Selection start
[comp.lang.c] yacc-a-dy YACC yacc, Help me HACK!

mpledger@cti1.UUCP (Mark Pledger) (10/03/90)

     Could somebody please give me a hand with a lex & yacc problem.  I am 
trying to build a small subset of the SQL language.  For purposes of this 
question my yacc grammer is defined below. 

%start cmds

%%

cmds        : select ';'
            { 
            fprintf(stdout,"SQL syntax correct.\n");
            }
            ;

select      : SELECT sel_list 
            {
            }
            ;

sel_list    : sel_type
            {
            }
            | sel_list ',' sel_type
            {
            }
            ; 

sel_type    : attr_name  
            {
            }
            ;

attr_name   : IDENTIFIER
            {
            }
            ;

%%

... and so on


     My lex specifications are list below.

delimiters           [ \t]
ws                   {delimiters}+
newline              [\n]
letter               [A-Za-z_]
int                  [0-9]+
string               {letter}+
squote               \'[^\'\n]*\'
dquote               \"[^\"\n]*\"
quotes               (squote|dquote)
Selection end
Listed records start
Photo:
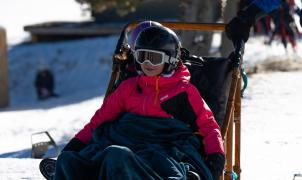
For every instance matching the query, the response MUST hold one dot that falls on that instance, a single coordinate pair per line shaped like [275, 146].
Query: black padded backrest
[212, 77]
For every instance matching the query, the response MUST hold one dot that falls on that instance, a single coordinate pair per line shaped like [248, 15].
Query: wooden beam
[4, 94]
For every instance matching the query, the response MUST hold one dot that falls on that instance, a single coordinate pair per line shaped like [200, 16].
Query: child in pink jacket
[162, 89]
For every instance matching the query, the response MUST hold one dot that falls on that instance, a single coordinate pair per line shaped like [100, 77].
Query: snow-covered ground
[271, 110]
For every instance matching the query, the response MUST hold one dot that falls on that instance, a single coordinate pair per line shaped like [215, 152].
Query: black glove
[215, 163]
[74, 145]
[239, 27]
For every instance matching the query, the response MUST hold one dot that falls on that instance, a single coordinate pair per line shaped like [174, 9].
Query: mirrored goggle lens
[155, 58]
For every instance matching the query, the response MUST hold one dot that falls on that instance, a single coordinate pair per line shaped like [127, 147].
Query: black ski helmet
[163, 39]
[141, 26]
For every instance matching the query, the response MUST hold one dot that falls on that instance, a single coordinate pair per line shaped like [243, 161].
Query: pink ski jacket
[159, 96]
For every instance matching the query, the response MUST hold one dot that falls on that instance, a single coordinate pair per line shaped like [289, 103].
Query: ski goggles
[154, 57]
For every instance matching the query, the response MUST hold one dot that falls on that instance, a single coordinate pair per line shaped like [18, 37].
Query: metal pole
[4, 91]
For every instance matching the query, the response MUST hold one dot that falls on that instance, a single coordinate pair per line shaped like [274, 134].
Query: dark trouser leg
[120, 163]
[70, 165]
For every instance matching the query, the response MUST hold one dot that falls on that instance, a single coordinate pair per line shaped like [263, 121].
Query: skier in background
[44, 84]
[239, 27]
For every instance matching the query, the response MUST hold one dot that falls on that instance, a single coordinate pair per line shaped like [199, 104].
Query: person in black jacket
Listed records end
Listed records start
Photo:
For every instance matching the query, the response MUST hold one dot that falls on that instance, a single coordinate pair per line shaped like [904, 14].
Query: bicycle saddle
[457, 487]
Listed records end
Listed records start
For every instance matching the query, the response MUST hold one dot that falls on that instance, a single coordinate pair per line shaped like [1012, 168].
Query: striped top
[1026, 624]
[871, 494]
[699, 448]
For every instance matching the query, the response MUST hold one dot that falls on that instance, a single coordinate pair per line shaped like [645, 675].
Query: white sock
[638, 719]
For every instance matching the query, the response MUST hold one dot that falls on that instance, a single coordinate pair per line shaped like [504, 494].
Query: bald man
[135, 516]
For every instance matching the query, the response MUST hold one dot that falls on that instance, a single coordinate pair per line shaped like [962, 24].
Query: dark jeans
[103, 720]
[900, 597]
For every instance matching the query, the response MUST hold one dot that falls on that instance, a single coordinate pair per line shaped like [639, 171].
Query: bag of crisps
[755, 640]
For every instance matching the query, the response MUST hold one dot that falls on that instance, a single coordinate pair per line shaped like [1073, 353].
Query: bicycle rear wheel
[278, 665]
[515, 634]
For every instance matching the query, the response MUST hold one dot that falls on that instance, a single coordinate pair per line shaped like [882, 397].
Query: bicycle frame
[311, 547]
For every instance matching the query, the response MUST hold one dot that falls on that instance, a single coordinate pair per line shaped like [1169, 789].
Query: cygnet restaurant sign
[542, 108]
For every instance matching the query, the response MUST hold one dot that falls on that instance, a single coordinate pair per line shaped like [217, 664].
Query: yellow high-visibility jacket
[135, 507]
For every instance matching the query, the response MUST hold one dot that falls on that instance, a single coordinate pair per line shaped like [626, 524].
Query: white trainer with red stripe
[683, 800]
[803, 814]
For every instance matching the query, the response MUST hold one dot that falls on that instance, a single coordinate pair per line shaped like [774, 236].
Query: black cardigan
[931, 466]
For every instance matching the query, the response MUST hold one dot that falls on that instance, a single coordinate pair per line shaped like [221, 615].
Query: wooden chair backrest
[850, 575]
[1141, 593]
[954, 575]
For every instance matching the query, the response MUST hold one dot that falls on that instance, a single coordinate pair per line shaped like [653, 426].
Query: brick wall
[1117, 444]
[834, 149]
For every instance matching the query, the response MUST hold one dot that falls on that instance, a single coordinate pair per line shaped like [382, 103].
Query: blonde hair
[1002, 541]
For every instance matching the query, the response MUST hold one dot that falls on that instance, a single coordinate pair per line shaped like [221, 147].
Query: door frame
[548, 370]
Listed records end
-- What you need to do --
[a] Answer these questions about the lex and yacc post, each on its own line:
(i) Which language is the poster trying to build a small subset of?
(ii) What message does the action for the `cmds` rule print?
(iii) Which character class is given for `letter` in the lex specifications?
[b] List every rule name that the yacc grammar in the lex and yacc post defines on the left of a colon.
[c] Carry on the lex and yacc post from its last line.

-- Results of the exercise --
[a]
(i) SQL
(ii) "SQL syntax correct."
(iii) [A-Za-z_]

[b] cmds, select, sel_list, sel_type, attr_name

[c]
%% /* RULES */
{quotes}             { 
                     yylval.string = yytext;
                     return(QUOTES);         
                     }

";"                  { 
                     yylval.string = yytext;
                     return(EOC);         
                     }

","                  { 
                     yylval.string = yytext;
                     return(',');         
                     }

"q"                  {        /* interactive quit command */
                     yylval.string = yytext;
                     return( 0 );  
                     }

{newline}            { 
                     lineno++;
                     }

{int}                { 
                     yylval.integer = atoi(yytext);
                     return(INT);         
                     }

{ws}                 ;        /* white space */

{string}             {        /* normal token */
                     yylval.string = yytext;
                     return(symlookup()); 
                     }    

"/*"                 { skipcomment();
                     }

.                    {        /* for testing only */
                     ECHO; exit(0);
                     }

%% 

... and so on



     This lex & yacc grammer works only part of the time.  I have specified 
in the yacc grammer to allow multiple attr_name's after the key word SELECT.  
Using the following examples below, I seem to be getting an error when I 
don't think I should.  I have run the lex code as a seperate program and it 
returns all valid tokens -- regardless of white space.  However when using 
the yacc grammer, white space becomes significant.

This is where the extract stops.